PROBLEM TO WORK ON: Please change every "open-vocabulary grounding" in the data below to "phrase grounding" and keep all other text the same.

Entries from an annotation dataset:

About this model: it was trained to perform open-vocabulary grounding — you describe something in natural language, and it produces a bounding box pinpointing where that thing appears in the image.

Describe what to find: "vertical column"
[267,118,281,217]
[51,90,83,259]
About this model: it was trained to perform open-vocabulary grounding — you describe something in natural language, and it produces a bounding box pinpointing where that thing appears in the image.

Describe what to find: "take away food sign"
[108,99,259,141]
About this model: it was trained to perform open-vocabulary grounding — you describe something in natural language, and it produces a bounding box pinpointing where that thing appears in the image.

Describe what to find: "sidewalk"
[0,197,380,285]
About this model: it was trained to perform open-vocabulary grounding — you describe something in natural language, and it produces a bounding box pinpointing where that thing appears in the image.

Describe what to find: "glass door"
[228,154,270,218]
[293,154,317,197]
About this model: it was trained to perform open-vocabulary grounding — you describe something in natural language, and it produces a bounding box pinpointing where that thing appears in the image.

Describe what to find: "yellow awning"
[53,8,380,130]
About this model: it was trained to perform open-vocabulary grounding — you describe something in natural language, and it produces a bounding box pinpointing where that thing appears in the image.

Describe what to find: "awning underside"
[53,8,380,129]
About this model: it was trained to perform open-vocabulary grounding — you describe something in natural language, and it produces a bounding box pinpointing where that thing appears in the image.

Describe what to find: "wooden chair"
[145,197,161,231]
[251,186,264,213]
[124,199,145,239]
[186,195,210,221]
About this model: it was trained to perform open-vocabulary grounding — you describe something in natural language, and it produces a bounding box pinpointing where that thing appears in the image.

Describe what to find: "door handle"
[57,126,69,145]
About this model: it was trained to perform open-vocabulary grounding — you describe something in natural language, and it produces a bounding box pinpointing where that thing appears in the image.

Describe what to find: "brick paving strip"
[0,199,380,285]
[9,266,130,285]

THE ANSWER:
About this model: it was trained to perform phrase grounding — you describe something in natural language, and it produces a bounding box pinpointing where that thing appears in the image.

Describe what to find: "vertical column"
[267,118,281,217]
[51,90,83,259]
About this model: it was trained to perform phrase grounding — you describe something in natural language, and it produces a bounding box pinpointing where that thing appears in the image.

Describe what to find: "take away food sign"
[108,99,259,141]
About this model: it was trained to perform phrase grounding — you describe something in natural language, and it produces a bounding box pinpointing where that thing appears in the image.

Describe what to find: "sidewalk"
[0,197,380,285]
About this model: it was trained to perform phrase grounding — you describe something in natural language, and it produces a bounding box pinpointing where that thing appears in the image.

Describe what to find: "glass door"
[228,154,270,218]
[293,154,317,197]
About this model: it was trained to perform phrase grounding — you describe something in natural language, and it produces a bounding box pinpointing where that thing appears in the image.

Describe what to find: "yellow awning"
[53,8,380,130]
About this model: it was trained to perform phrase grounding — you describe something in natural language, and it produces a bounding box pinpointing where that thing appears in the image.

Describe what to find: "awning underside"
[53,8,380,129]
About this model: it was trained to perform phrase grounding — you describe something in natural language, and it produces a bounding box pinpointing where that thing appears in the image.

Describe what to find: "wooden chair"
[145,197,161,231]
[251,186,264,213]
[124,199,145,239]
[186,195,210,221]
About this model: it was trained to perform phrase grounding — you describe something in natural language, and it produces a bounding box pinpointing where that thing appears in the image.

Describe what to find: "door handle"
[57,126,69,145]
About this model: it was trained to perform phrase grounding — you describe something in natural language, and it produces a bounding box pinpointing where that thing appears in the image.

Describe what to find: "brick paving strip"
[0,199,380,285]
[9,266,130,285]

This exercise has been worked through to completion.